>>>>

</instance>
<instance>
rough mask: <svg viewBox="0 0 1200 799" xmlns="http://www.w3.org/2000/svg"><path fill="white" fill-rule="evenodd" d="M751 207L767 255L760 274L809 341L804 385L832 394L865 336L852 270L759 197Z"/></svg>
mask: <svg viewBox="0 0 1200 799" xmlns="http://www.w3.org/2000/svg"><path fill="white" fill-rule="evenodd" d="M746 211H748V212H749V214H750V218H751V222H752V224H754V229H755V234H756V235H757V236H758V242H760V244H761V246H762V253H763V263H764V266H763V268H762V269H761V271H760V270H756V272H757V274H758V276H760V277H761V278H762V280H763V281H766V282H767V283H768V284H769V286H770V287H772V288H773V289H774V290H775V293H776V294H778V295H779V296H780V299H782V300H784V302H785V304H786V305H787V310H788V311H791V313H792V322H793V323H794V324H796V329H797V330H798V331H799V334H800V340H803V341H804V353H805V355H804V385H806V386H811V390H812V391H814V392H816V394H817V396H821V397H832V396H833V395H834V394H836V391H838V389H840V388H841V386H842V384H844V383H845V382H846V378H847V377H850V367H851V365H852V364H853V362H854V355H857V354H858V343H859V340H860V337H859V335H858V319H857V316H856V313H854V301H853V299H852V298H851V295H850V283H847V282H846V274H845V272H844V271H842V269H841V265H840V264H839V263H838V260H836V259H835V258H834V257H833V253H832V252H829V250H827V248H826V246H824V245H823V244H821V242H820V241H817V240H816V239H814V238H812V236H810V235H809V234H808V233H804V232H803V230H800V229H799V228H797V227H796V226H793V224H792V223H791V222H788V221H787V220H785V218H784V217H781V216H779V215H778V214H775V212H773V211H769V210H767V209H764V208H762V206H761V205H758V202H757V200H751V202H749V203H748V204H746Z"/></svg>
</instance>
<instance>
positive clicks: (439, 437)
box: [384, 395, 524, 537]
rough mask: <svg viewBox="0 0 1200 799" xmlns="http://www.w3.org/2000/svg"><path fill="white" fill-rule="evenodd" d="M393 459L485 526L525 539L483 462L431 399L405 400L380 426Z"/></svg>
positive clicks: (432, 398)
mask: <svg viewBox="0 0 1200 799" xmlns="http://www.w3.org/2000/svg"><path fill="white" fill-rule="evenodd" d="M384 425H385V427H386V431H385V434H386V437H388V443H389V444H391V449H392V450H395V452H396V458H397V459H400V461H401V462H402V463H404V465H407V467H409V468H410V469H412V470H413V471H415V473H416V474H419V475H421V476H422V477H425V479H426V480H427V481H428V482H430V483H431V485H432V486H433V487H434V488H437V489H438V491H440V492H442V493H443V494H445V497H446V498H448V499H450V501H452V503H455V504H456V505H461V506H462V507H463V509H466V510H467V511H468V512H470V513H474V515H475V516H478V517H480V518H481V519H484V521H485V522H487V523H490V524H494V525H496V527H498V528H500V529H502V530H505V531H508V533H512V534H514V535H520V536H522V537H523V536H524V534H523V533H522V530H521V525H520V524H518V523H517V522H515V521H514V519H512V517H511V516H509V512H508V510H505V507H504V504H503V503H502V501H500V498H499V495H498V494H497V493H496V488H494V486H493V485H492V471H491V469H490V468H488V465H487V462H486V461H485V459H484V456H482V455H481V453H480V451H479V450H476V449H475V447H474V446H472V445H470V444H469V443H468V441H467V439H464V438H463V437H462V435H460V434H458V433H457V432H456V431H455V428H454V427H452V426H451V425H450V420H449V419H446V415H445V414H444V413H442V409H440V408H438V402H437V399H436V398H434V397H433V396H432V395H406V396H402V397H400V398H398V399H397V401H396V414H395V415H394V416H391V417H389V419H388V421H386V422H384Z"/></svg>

<<<<

▶ Task item:
Write the material out exactly, with nothing left out.

▶ Solution to the exercise:
</instance>
<instance>
rough mask: <svg viewBox="0 0 1200 799" xmlns="http://www.w3.org/2000/svg"><path fill="white" fill-rule="evenodd" d="M751 207L767 255L760 274L809 341L804 385L832 394L865 336L852 270L759 197Z"/></svg>
mask: <svg viewBox="0 0 1200 799" xmlns="http://www.w3.org/2000/svg"><path fill="white" fill-rule="evenodd" d="M746 211H748V212H749V214H750V218H751V222H752V224H754V229H755V234H756V235H757V236H758V242H760V244H761V246H762V253H763V263H764V266H763V268H762V269H761V271H760V270H756V272H757V274H758V276H760V277H761V278H762V280H763V281H766V282H767V283H768V284H769V286H770V287H772V288H773V289H774V290H775V293H776V294H778V295H779V296H780V299H782V300H784V302H785V304H786V305H787V310H788V311H791V313H792V322H793V323H794V324H796V329H797V330H798V331H799V334H800V340H803V341H804V353H805V355H804V385H806V386H811V390H812V391H814V392H816V394H817V396H821V397H832V396H833V395H834V394H836V391H838V389H840V388H841V386H842V384H844V383H845V382H846V378H847V377H850V367H851V365H852V364H853V362H854V355H857V354H858V343H859V340H860V337H859V335H858V319H857V316H856V313H854V301H853V299H852V298H851V295H850V283H847V282H846V274H845V272H844V271H842V269H841V265H840V264H839V263H838V260H836V259H835V258H834V257H833V253H832V252H829V250H827V248H826V246H824V245H823V244H821V242H820V241H817V240H816V239H814V238H812V236H810V235H809V234H808V233H804V232H803V230H800V229H799V228H797V227H796V226H793V224H792V223H791V222H788V221H787V220H785V218H784V217H781V216H779V215H778V214H775V212H773V211H769V210H767V209H764V208H762V206H761V205H758V202H757V200H751V202H749V203H748V204H746Z"/></svg>
</instance>
<instance>
positive clicks: (439, 437)
box: [384, 395, 524, 537]
rough mask: <svg viewBox="0 0 1200 799" xmlns="http://www.w3.org/2000/svg"><path fill="white" fill-rule="evenodd" d="M393 459L485 526L525 539L483 462L431 399L405 400L380 426Z"/></svg>
positive clicks: (432, 398)
mask: <svg viewBox="0 0 1200 799" xmlns="http://www.w3.org/2000/svg"><path fill="white" fill-rule="evenodd" d="M384 425H385V427H386V431H385V434H386V437H388V443H389V444H391V449H392V450H395V452H396V458H397V459H400V461H401V462H402V463H404V465H407V467H409V468H410V469H412V470H413V471H415V473H416V474H419V475H421V476H422V477H425V479H426V480H427V481H428V482H430V483H431V485H432V486H433V487H434V488H437V489H438V491H440V492H442V493H443V494H445V497H446V498H448V499H450V501H452V503H455V504H456V505H461V506H462V507H463V509H466V510H467V511H468V512H470V513H474V515H475V516H478V517H480V518H481V519H484V521H485V522H487V523H490V524H494V525H496V527H498V528H500V529H502V530H505V531H508V533H512V534H514V535H520V536H522V537H523V536H524V534H523V533H522V530H521V525H520V524H518V523H517V522H515V521H514V519H512V517H511V516H509V512H508V510H505V507H504V504H503V503H502V501H500V498H499V495H498V494H497V493H496V488H494V486H493V485H492V471H491V469H490V468H488V465H487V462H486V461H485V459H484V456H482V455H481V453H480V451H479V450H476V449H475V447H474V446H472V445H470V444H469V443H468V441H467V439H464V438H463V437H462V435H460V434H458V433H457V432H456V431H455V428H454V427H452V426H451V425H450V420H449V419H446V415H445V414H444V413H442V409H440V408H438V402H437V399H436V398H434V397H433V396H432V395H406V396H402V397H400V398H398V399H397V401H396V414H395V415H394V416H391V417H389V419H388V421H386V422H384Z"/></svg>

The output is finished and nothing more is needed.